═════ Teks

Islam adalah sistem hidup yang sahih. Islam memiliki cara yang khas dalam menyelesaikan masalah kemiskinan. Syariat Islam memiliki banyak hukum yang berkaitan dengan pemecahan masalah kemiskinan; baik kemiskinan alamiah, kultural, maupun struktural. Namun, hukum-hukum itu tidak berdiri sendiri, tetapi memiliki hubungan sinergis dengan hukum-hukum lainnya. Jadi, dalam menyelesaikan setiap masalah, termasuk kemiskinan, Islam menggunakan pendekatan yang bersifat terpadu. Bagaimana Islam mengatasi kemiskinan, dapat dijelaskan sebagai berikut.

Jaminan Pemenuhan Kebutuhan Primer

Islam telah menetapkan kebutuhan primer manusia terdiri atas pangan, sandang, dan papan. Terpenuhi-tidaknya ketiga kebutuhan tersebut, selanjutnya menjadi penentu miskin-tidaknya seseorang. Sebagai kebutuhan primer, tentu pemenuhannya atas setiap individu, tidak dapat ditawar-tawar lagi. Oleh karena itu, Islam memberikan jaminan atas pemenuhan kebutuhan ini.

Adanya jaminan pemenuhan kebutuhan primer bagi setiap individu, tidak berarti negara akan membagi-bagikan makanan, pakaian, dan perumahan kepada siapa saja, setiap saat, sehingga terbayang rakyat bisa bermalas-malasan karena kebutuhannya sudah dipenuhi. Ini anggapan yang keliru. Jaminan pemenuhan kebutuhan primer dalam Islam diwujudkan dalam bentuk pengaturan mekanisme-mekanisme yang dapat menyelesaikan masalah kemiskinan. Mekanisme tersebut adalah:

Mewajibkan Laki-laki Memberi Nafkah kepada Diri dan Keluarganya.

Islam mewajibkan laki-laki yang mampu dan membutuhkan nafkah, untuk bekerja dalam rangka memenuhi kebutuhannya. Allah Swt. berfirman:

]فَامْشُوا فِي مَنَاكِبِهَا وَكُلُوا مِنْ رِزْقِهِ[

“Maka berjalanlah ke segala penjuru, serta makanlah sebagian dari rezeki-Nya” (QS al-Mulk [67]: 15).

══════════

Tolong ketik ulang bagian teks tentang Islam dan kemiskinan, mulai dari "Adanya jaminan pemenuhan" sampai dengan "Diri dan Keluarganya.", tanpa mengubah satu huruf pun.

═════ Catatan yang Ditampilkan

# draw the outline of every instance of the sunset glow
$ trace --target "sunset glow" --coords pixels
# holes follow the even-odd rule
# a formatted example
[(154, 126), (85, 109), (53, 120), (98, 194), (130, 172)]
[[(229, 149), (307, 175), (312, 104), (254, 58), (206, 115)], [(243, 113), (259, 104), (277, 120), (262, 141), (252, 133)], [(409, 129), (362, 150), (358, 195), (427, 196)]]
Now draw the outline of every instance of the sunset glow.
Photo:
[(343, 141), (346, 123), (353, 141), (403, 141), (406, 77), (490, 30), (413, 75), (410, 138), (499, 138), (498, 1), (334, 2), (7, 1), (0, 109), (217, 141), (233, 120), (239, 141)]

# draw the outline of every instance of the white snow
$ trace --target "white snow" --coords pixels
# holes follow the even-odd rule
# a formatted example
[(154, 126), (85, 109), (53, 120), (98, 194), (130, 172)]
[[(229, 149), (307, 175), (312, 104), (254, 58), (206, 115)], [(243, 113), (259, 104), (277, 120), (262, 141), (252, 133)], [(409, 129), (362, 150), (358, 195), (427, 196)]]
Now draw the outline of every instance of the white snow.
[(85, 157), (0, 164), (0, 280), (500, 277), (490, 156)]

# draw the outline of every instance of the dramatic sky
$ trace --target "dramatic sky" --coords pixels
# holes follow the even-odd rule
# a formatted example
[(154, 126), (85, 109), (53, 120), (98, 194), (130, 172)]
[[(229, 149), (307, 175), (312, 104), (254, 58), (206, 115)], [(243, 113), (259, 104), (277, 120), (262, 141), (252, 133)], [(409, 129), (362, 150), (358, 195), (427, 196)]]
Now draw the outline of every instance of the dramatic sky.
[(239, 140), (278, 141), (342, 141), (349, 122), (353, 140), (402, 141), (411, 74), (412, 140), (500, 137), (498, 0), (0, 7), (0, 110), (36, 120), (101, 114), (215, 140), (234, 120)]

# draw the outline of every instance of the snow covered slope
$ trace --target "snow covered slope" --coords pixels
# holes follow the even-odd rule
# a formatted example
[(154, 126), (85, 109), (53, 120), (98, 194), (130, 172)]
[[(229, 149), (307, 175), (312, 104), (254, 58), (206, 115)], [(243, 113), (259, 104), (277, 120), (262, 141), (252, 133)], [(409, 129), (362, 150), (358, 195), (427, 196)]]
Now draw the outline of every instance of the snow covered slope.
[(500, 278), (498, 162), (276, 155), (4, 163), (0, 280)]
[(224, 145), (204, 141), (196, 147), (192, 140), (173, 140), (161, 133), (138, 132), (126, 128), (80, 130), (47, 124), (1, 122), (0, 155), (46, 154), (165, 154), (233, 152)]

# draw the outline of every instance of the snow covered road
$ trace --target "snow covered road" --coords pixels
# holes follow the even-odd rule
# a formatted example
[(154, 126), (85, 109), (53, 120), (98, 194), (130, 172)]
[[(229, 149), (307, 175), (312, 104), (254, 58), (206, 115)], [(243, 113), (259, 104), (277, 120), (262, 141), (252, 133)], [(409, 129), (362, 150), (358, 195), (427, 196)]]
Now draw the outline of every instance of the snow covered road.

══════════

• _Jawaban Benar_:
Adanya jaminan pemenuhan kebutuhan primer bagi setiap individu, tidak berarti negara akan membagi-bagikan makanan, pakaian, dan perumahan kepada siapa saja, setiap saat, sehingga terbayang rakyat bisa bermalas-malasan karena kebutuhannya sudah dipenuhi. Ini anggapan yang keliru. Jaminan pemenuhan kebutuhan primer dalam Islam diwujudkan dalam bentuk pengaturan mekanisme-mekanisme yang dapat menyelesaikan masalah kemiskinan. Mekanisme tersebut adalah:

Mewajibkan Laki-laki Memberi Nafkah kepada Diri dan Keluarganya.